Las mujeres en la UBA

Las mujeres en la UBA

La discriminación resultante del andamiaje cultural se mantiene hoy en día en la universidad. Si bien es cierto que la cantidad de estudiantes y docentes mujeres en la UBA es mayor que la de los hombres, los cargos de gestión siguen estando mayoritariamente en manos de estos últimos. El camino de la igualdad es largo y todavía queda mucho por recorrer.

| Por Mónica Pinto |

En este trabajo tomo parte de uno anterior publicado en Encrucijadas Nº 50, 2011.

Las mujeres somos personas pero hemos tardado más tiempo que los hombres en ser reconocidas como sujetos de derecho. Cuando los instrumentos del iluminismo encontraron al “hombre” allí donde eventualmente no había “ciudadano” –y eso fue valioso porque inició el camino del reconocimiento de la persona– se refirieron sólo al hombre, esto es que no nos incluyeron a las mujeres. Cuando esos instrumentos expresaron –probablemente por primera vez con sentido laico o con tendencia a él– que todas las personas nacen libres e iguales en dignidad y derechos, no imaginaron ni remotamente que nosotras fuéramos libres ni iguales. En el camino en el que las libertades públicas o los derechos individuales del liberalismo constitucional de mediados del siglo XIX se transformaron en derechos humanos, las mujeres logramos que formalmente la noción de “persona” nos comprendiera y que, por ende, se pudiera inferir que se nos aplicarían sus consecuencias.

....................

_Consigna_
Por favor, indique según el fragmento sobre las mujeres en la UBA en manos de quién siguen estando mayoritariamente los cargos de gestión. Los registros provienen de una fuente distinta del fragmento.

_Registros dados_
....................

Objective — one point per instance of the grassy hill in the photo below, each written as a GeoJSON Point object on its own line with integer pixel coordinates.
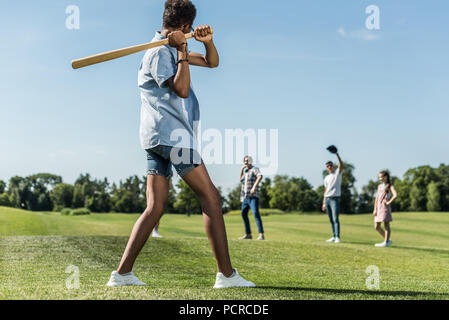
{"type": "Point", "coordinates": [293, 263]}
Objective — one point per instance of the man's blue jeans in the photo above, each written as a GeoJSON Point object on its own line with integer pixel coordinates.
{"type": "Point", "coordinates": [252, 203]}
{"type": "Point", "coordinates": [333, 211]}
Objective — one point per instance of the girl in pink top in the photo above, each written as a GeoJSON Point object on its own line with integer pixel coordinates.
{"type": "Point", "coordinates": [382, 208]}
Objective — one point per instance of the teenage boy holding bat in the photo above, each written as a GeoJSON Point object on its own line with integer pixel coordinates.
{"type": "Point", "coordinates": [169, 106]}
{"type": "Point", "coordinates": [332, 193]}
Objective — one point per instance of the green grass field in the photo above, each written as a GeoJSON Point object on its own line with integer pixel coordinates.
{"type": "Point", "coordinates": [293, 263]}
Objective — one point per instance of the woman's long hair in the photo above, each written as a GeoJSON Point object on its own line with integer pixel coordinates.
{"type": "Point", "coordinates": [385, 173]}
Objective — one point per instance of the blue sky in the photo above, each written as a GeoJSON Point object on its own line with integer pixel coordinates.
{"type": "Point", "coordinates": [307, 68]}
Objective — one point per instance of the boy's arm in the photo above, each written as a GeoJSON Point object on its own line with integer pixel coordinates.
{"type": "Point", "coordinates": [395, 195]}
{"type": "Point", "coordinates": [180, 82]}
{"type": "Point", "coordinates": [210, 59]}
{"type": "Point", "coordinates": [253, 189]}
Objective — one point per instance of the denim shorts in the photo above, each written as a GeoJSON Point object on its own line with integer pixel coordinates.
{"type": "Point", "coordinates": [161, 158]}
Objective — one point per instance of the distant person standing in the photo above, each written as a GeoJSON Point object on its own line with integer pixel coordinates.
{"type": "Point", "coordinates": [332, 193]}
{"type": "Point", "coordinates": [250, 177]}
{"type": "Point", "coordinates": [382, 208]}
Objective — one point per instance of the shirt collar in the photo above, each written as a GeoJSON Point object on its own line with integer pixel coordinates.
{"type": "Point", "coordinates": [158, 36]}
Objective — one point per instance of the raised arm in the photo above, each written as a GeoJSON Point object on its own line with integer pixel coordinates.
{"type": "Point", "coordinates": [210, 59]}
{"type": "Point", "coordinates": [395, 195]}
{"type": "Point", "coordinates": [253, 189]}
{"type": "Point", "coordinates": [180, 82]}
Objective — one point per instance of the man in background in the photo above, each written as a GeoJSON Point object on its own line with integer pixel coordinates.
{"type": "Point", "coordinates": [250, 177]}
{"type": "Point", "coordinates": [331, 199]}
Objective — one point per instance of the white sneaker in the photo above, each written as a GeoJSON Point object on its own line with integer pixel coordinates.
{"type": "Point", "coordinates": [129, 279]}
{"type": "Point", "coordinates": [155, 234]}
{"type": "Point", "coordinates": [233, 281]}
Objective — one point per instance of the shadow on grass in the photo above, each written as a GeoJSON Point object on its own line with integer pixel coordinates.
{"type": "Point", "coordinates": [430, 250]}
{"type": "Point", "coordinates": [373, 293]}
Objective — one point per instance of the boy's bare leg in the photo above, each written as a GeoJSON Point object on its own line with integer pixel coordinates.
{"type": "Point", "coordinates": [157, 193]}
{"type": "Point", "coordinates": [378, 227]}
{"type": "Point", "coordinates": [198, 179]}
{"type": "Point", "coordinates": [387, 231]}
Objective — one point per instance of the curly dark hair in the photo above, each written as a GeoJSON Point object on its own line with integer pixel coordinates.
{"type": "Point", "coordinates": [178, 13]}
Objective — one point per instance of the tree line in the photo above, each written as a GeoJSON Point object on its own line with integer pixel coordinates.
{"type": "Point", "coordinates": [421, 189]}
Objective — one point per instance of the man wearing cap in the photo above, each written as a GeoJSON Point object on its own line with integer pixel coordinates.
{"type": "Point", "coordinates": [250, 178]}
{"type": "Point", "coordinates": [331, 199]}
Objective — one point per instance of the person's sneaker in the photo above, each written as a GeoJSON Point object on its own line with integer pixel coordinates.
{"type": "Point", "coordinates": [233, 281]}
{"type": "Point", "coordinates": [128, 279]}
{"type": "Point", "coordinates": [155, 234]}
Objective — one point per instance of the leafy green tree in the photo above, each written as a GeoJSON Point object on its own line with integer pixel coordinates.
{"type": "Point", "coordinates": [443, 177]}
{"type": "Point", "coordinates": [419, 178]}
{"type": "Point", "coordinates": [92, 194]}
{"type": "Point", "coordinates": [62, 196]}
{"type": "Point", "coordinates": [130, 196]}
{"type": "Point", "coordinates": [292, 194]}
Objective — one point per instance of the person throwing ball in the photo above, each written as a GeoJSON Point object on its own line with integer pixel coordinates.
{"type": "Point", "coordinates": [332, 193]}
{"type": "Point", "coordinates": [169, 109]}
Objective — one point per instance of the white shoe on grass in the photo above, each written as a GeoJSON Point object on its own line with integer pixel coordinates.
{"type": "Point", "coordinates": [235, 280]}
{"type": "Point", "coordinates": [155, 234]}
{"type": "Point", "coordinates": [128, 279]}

....................

_Solución_
En manos de los hombres.